--- Entries shown ---

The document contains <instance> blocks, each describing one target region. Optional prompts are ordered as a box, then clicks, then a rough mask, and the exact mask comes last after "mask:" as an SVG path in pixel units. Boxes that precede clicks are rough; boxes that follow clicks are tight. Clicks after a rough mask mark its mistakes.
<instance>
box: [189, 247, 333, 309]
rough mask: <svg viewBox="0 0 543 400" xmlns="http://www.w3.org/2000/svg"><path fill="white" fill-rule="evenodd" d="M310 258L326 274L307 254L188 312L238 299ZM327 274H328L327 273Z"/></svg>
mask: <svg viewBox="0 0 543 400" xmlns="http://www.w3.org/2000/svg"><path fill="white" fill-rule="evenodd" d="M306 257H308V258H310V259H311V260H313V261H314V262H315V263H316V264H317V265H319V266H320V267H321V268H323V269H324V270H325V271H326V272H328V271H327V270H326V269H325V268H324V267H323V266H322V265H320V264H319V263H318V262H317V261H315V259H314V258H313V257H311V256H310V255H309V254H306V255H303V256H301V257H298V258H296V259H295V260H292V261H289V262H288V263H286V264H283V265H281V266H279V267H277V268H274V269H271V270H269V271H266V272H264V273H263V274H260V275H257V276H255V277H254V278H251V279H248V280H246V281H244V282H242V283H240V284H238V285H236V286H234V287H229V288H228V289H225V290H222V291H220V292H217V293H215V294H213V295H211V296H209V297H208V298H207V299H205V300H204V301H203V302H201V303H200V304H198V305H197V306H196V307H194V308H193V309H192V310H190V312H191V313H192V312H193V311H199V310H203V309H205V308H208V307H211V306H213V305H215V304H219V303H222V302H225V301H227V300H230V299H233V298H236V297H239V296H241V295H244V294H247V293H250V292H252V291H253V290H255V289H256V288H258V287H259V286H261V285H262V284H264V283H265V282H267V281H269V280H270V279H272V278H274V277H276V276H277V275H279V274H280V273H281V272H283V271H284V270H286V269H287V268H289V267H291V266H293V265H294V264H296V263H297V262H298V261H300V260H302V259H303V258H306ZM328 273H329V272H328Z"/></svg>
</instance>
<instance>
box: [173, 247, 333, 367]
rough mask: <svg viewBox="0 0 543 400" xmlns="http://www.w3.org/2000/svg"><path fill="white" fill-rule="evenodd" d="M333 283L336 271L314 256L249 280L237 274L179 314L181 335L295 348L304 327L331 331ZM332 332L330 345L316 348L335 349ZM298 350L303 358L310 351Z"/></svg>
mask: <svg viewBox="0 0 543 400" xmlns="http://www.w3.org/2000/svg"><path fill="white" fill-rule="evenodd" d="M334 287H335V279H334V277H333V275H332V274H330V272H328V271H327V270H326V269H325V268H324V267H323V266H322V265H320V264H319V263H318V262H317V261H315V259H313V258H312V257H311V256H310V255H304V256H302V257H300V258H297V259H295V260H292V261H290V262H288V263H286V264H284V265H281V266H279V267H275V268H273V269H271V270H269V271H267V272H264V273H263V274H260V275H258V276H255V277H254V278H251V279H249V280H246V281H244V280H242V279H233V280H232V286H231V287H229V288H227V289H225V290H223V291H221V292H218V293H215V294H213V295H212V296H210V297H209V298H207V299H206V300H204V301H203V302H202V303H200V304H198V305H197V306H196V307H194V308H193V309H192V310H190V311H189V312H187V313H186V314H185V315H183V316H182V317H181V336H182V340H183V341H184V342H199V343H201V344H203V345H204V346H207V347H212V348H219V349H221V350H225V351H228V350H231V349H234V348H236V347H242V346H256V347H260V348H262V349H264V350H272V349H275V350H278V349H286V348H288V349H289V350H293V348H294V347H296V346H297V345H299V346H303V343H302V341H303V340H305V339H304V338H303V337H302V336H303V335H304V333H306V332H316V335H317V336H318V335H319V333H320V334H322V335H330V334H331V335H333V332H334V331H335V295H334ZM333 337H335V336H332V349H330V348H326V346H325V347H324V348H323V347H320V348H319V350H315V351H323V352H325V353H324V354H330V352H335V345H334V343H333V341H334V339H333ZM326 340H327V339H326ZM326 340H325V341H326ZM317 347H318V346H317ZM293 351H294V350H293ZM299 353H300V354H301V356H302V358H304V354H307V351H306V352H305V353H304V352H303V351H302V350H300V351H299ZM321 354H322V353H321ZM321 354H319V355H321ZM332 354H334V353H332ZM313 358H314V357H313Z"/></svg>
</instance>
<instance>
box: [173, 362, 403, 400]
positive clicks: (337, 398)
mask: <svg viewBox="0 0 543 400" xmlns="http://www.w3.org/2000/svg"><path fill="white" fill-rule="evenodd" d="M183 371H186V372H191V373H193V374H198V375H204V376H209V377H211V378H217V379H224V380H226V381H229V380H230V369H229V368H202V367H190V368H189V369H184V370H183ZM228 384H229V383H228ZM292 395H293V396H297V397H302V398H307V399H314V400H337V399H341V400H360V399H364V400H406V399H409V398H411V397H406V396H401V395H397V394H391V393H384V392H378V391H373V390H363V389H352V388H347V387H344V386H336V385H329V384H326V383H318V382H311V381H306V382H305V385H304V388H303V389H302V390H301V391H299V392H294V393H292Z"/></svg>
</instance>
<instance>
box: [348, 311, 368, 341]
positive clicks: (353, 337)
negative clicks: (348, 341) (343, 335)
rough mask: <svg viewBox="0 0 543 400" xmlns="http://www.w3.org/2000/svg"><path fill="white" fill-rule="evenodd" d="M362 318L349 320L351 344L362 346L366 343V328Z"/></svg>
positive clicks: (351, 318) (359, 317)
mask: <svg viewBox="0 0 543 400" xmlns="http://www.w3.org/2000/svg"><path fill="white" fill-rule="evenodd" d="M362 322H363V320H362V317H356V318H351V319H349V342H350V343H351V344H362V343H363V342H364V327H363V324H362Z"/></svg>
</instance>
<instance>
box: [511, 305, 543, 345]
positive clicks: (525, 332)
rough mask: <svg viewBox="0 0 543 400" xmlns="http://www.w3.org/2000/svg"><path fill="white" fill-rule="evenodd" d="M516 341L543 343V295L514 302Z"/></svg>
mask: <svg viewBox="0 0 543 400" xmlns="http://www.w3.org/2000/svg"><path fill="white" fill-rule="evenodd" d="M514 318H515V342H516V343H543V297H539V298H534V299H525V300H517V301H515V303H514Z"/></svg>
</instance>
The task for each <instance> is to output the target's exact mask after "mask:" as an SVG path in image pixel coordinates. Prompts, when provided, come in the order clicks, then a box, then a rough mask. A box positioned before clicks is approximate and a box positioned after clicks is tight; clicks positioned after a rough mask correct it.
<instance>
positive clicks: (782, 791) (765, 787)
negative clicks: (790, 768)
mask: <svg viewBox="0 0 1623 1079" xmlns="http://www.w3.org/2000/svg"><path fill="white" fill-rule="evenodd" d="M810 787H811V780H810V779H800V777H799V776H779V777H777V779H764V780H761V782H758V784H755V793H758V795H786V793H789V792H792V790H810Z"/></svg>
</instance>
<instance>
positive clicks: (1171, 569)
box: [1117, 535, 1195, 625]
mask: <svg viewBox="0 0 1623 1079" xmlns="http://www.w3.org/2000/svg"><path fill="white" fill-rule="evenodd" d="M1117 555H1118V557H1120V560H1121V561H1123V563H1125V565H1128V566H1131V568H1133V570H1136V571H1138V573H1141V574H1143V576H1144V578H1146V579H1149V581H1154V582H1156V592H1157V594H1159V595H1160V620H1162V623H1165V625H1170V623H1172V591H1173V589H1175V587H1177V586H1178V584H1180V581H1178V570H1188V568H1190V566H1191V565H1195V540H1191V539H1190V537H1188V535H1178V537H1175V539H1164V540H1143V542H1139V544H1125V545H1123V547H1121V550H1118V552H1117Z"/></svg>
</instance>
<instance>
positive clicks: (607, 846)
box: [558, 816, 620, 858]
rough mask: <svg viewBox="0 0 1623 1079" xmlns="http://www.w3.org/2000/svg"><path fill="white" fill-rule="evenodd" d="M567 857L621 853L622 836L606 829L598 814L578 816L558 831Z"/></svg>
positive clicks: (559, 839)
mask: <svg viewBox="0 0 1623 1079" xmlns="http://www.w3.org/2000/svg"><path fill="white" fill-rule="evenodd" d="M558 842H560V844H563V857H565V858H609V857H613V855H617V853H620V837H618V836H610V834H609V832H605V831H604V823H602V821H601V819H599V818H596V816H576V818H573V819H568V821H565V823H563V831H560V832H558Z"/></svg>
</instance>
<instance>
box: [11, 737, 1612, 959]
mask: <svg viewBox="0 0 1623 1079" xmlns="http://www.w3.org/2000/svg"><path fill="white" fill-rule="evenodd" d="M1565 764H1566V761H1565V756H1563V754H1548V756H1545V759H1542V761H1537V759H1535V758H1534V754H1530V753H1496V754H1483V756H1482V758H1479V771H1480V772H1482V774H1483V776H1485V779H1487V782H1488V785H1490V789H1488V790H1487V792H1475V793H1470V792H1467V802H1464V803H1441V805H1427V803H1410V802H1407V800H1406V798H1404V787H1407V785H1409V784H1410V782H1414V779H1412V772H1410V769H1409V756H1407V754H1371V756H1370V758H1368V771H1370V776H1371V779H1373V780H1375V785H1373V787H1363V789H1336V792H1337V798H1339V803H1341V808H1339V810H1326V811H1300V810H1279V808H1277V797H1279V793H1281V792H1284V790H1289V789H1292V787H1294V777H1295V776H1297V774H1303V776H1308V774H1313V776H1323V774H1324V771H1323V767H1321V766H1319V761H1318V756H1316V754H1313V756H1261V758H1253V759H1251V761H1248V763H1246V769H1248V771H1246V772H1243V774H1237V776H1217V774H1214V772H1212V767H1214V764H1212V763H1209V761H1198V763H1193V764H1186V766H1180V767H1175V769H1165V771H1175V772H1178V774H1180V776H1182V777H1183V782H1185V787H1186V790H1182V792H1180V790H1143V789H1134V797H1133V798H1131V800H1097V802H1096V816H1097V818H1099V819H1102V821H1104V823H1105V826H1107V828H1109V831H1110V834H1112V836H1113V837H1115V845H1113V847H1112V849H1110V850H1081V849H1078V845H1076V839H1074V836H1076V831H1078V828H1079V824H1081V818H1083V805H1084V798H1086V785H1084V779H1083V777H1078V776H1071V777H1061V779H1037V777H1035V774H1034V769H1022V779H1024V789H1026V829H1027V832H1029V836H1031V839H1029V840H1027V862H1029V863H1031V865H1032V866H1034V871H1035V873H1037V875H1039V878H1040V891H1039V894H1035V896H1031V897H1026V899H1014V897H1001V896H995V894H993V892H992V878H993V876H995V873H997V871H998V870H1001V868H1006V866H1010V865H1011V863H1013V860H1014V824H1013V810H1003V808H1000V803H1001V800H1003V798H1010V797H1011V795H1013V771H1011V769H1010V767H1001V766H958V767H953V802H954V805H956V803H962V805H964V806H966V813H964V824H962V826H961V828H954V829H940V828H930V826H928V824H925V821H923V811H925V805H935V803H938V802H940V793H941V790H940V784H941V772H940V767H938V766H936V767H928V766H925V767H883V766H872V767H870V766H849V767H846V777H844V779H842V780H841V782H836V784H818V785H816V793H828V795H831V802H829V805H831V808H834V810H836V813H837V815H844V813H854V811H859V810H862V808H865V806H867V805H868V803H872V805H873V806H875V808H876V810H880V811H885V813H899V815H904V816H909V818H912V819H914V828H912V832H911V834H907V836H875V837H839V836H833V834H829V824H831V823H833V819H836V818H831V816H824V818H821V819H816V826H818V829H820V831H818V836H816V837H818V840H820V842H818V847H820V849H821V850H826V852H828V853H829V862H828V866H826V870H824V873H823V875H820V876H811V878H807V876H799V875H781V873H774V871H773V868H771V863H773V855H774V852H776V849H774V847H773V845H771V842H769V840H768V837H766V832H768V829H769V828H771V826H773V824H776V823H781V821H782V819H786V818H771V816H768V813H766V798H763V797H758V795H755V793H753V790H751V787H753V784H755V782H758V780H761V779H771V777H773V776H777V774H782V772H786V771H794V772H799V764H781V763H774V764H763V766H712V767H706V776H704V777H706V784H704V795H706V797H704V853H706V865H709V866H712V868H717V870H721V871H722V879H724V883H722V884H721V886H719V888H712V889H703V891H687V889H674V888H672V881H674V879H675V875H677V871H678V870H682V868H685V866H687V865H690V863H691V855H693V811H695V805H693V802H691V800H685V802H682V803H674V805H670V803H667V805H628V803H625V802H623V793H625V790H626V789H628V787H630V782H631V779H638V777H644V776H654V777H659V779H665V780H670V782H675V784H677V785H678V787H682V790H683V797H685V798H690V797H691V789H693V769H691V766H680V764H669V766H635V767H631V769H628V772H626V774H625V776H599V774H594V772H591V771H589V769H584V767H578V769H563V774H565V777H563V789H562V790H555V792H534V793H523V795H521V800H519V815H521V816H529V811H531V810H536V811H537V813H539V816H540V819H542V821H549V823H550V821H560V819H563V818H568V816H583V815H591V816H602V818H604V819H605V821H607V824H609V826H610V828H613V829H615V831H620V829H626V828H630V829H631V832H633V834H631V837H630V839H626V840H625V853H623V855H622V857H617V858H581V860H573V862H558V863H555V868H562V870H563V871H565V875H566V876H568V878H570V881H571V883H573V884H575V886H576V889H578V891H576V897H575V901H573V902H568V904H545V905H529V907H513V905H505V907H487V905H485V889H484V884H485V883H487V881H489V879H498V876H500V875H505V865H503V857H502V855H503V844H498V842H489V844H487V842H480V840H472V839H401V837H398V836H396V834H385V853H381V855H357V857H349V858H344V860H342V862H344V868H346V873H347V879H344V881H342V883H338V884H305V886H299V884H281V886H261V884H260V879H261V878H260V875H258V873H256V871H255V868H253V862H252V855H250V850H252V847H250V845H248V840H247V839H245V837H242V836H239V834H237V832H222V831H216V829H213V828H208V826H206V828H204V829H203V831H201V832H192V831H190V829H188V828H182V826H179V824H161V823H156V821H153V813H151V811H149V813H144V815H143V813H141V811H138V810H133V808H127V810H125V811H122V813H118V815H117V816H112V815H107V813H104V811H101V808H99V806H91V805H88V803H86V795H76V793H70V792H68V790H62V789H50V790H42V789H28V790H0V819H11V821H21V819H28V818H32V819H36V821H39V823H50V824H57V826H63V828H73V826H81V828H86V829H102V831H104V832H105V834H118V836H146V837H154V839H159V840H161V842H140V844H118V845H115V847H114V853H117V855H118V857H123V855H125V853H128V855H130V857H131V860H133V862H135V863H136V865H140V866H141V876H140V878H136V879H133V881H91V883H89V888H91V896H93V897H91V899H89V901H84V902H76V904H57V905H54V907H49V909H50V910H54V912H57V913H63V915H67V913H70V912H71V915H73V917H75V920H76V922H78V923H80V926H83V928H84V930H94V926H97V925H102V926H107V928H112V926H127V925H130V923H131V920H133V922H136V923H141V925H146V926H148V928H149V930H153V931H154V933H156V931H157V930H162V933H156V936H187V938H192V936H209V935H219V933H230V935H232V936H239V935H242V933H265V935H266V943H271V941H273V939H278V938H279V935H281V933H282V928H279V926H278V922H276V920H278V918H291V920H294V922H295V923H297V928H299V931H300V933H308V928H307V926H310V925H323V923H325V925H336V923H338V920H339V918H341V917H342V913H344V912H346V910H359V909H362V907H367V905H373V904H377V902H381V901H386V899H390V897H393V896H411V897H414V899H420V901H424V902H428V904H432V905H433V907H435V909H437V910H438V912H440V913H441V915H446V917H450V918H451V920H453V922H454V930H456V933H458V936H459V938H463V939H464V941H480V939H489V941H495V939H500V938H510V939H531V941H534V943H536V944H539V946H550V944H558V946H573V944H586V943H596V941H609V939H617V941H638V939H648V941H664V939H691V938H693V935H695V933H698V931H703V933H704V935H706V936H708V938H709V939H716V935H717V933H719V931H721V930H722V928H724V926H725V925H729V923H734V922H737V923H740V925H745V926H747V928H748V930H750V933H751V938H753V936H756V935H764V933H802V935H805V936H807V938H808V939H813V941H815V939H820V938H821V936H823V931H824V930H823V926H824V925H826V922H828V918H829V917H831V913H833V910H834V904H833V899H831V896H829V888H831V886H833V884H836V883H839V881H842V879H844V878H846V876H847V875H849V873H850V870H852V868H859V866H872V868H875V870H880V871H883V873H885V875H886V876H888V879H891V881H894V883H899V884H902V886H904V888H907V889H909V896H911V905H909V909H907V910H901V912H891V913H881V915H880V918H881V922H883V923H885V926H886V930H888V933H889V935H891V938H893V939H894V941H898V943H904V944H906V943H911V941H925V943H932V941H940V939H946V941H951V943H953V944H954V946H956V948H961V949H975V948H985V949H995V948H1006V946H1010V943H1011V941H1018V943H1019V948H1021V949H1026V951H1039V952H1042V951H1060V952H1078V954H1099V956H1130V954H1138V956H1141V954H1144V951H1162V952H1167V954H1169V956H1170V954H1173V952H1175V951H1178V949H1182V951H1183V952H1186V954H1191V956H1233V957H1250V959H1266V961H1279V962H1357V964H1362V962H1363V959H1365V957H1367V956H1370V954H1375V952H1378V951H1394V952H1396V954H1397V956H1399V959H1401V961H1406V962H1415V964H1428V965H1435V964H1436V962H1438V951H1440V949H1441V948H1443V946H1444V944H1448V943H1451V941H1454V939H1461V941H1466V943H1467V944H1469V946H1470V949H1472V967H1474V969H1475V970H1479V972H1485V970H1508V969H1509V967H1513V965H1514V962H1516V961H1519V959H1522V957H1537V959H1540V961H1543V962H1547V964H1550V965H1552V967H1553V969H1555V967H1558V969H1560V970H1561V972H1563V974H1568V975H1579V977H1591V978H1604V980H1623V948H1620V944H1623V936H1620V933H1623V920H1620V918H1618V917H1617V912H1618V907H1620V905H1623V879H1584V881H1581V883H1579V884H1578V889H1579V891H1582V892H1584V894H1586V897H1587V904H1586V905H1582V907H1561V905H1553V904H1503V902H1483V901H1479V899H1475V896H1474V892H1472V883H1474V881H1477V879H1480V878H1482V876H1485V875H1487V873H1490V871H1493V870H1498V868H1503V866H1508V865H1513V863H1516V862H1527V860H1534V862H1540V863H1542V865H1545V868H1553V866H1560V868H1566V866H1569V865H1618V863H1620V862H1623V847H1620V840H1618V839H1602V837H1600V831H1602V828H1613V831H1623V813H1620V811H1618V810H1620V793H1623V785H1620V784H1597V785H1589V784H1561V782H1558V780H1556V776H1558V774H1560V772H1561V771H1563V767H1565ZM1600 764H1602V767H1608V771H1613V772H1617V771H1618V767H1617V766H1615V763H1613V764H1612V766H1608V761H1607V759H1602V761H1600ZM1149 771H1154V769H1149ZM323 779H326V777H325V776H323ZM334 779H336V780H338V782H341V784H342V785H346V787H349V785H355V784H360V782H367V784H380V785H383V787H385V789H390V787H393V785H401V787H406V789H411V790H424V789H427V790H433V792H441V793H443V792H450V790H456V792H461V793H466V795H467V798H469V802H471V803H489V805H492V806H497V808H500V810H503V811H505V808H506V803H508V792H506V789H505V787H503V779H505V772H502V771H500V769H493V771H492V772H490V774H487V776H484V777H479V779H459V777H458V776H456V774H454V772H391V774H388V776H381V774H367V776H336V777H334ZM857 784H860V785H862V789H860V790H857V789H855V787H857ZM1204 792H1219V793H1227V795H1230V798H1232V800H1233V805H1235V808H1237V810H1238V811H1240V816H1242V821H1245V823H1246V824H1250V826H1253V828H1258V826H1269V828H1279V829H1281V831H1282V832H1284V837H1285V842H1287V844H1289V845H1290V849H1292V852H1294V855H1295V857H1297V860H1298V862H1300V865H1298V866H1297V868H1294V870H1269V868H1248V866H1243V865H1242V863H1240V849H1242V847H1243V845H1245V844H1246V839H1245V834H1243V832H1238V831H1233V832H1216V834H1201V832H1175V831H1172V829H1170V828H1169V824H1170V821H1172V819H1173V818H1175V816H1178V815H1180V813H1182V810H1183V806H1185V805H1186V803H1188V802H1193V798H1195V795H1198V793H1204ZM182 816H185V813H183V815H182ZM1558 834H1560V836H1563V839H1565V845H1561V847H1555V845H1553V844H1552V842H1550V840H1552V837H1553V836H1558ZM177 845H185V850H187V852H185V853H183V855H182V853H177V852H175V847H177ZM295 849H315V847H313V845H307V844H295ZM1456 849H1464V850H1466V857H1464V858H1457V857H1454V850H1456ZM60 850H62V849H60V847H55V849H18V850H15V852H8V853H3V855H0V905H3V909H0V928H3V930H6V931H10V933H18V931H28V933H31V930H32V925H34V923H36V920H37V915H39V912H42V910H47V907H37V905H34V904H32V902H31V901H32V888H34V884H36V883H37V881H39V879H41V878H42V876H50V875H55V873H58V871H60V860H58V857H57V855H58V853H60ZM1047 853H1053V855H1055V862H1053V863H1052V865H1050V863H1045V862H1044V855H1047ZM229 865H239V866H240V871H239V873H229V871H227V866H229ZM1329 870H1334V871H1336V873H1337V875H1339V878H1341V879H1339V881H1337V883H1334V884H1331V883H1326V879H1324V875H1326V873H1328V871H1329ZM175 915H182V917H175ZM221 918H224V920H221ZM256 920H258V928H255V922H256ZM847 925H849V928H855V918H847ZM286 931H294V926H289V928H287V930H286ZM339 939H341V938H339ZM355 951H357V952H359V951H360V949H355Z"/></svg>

---

§ Exercise objective: Copy out every line of the records above that contains the string "positive". Case counts.

§ Solution:
positive clicks: (337, 398)
positive clicks: (353, 337)
positive clicks: (351, 318) (359, 317)
positive clicks: (525, 332)
positive clicks: (782, 791) (765, 787)
positive clicks: (1171, 569)
positive clicks: (607, 846)
positive clicks: (559, 839)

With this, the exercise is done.